> _Problem details_:
Can you write out every line of the listing, starting at its first line and ending at the line containing "<point>396,142</point>", with each answer's point coordinates shifted by adding 132 to both the x and y values? Leave the pictures out of your version.

Collected data:
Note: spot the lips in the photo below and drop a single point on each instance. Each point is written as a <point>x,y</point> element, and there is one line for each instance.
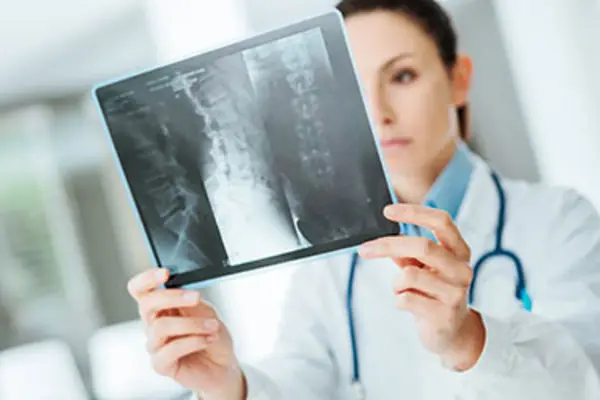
<point>396,142</point>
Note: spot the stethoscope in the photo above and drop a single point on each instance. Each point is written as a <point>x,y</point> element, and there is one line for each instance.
<point>520,291</point>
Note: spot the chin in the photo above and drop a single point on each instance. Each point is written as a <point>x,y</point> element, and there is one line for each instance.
<point>403,164</point>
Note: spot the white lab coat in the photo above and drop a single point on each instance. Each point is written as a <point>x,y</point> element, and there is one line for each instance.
<point>552,353</point>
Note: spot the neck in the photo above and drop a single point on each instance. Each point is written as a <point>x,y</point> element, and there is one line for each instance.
<point>412,187</point>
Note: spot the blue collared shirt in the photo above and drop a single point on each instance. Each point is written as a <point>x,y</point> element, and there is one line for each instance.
<point>448,191</point>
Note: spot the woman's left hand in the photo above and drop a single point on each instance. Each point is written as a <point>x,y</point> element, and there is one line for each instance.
<point>433,283</point>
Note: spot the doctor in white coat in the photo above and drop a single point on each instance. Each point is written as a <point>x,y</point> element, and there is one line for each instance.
<point>492,292</point>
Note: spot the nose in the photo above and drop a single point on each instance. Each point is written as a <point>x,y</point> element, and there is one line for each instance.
<point>381,110</point>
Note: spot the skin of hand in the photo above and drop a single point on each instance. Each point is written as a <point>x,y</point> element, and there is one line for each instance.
<point>433,283</point>
<point>186,340</point>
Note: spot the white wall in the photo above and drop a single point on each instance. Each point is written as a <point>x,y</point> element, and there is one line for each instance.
<point>554,54</point>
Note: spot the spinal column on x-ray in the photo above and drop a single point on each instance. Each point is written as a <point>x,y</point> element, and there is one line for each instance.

> _Task answer_:
Note: spot the lips in the photo below and drop a single point on each instance. Each point is written as a <point>x,y</point> element, and there is one line for each instance.
<point>528,274</point>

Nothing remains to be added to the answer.